• [Required task 1]
From the supercluster passage below, reproduce the text between "In the middle" and "rich Coma cluster.", inclusive.
• [Required task 2]
In the supercluster passage below, condense the paragraph beginning "In the middle of the Shapley supercluster" into a bulleted list that keeps its main facts.

Post by ErnieM » Sat Jan 12, 2013 6:11 pm

Image
from http://www.atlasoftheuniverse.com/superc/shapley.html
This map (which looks down onto the supergalactic plane) shows all of the major clusters of galaxies between us and the Shapley supercluster. Our Galaxy is located at the lower-left, and between us and the Shapley supercluster lies the Centaurus supercluster. At a distance of 650 million light years, the Shapley supercluster is a dense collection of approximately 20 major clusters of galaxies contained within a region that is not much larger than the Virgo supercluster (which only contains one major cluster).

In the middle of the Shapley supercluster are several massive clusters. The Abell catalogue contains only five clusters of galaxies with a richness class above 2 within one billion light years from us. Three of these clusters (A3558, A3559 and A3560) are in the Shapley supercluster. The fourth cluster (A3128) is in the Horologium supercluster, and the fifth cluster (A3301) is on the edge of the Horologium supercluster. These clusters are some of the richest clusters of galaxies known and some of them contain more galaxies than the very rich Coma cluster.

• [Provided material]
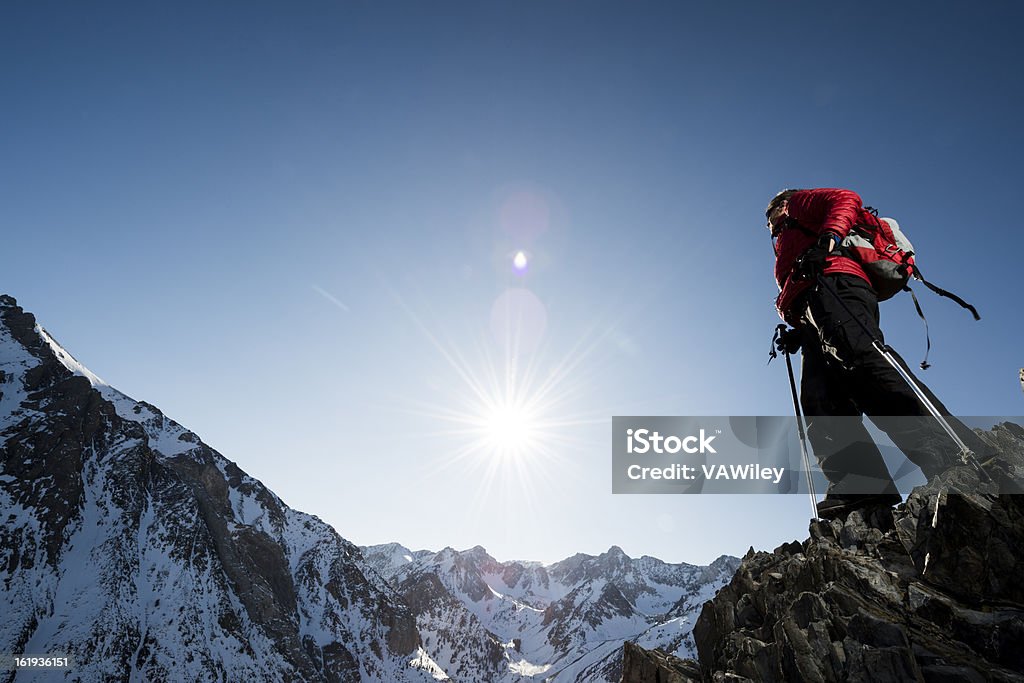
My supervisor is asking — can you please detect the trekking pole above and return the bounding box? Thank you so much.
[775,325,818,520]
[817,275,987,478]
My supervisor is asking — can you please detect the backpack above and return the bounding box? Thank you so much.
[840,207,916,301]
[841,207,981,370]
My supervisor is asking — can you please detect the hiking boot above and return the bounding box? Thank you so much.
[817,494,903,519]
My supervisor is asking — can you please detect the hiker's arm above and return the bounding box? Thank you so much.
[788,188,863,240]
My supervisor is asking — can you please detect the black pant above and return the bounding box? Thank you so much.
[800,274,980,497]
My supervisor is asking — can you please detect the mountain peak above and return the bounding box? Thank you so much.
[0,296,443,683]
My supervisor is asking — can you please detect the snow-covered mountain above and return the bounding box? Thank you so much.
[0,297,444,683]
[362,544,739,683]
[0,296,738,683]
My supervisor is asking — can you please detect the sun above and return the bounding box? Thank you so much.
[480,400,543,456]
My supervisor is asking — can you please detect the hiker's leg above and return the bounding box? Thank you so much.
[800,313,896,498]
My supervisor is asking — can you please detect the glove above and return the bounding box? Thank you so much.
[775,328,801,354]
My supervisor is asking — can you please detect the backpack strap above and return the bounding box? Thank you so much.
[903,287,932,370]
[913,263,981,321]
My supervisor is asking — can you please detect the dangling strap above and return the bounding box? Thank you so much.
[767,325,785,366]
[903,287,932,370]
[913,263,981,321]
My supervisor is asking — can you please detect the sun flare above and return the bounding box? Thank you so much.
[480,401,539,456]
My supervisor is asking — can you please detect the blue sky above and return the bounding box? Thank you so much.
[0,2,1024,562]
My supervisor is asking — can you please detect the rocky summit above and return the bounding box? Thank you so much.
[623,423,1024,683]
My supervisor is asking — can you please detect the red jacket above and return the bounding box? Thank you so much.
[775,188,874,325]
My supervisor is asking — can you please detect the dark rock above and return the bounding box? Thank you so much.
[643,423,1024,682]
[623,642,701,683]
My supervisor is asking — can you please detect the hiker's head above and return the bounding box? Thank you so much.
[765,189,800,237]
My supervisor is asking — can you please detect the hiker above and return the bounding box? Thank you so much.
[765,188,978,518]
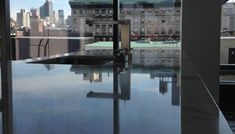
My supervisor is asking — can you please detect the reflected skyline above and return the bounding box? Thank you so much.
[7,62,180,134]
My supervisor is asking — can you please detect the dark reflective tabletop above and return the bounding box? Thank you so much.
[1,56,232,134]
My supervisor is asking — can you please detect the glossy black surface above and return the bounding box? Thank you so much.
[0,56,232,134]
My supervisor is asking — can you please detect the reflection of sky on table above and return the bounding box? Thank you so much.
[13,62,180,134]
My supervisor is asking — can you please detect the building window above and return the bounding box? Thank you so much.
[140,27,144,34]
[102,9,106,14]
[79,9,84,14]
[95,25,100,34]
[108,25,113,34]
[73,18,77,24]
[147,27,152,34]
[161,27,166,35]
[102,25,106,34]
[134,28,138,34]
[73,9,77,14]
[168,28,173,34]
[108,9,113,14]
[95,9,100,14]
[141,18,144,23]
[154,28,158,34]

• [Complete response 1]
In the middle of the Shapley supercluster are several massive clusters. The Abell catalogue contains only five clusters of galaxies with a richness class above 2 within one billion light years from us. Three of these clusters (A3558, A3559 and A3560) are in the Shapley supercluster. The fourth cluster (A3128) is in the Horologium supercluster, and the fifth cluster (A3301) is on the edge of the Horologium supercluster. These clusters are some of the richest clusters of galaxies known and some of them contain more galaxies than the very rich Coma cluster.

• [Complete response 2]
- Several massive clusters sit in the middle of the Shapley supercluster.
- Within one billion light years of us, the Abell catalogue lists only five clusters of galaxies with a richness class above 2.
- Three of them (A3558, A3559 and A3560) are in the Shapley supercluster.
- A3128 is in the Horologium supercluster, and A3301 is on its edge.
- These are among the richest known clusters of galaxies, and some contain more galaxies than the very rich Coma cluster.